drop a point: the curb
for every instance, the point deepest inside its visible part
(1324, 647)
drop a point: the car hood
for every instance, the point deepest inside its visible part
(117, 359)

GIVEN INSTRUCTION = Convert the rows above into a numbered list, leaving out any blank lines.

REPLY =
1. drop a point: the curb
2. for every instance, the point deepest inside its visible part
3. (1324, 647)
4. drop a point: the car hood
5. for every instance, the point deepest inside its visible part
6. (117, 359)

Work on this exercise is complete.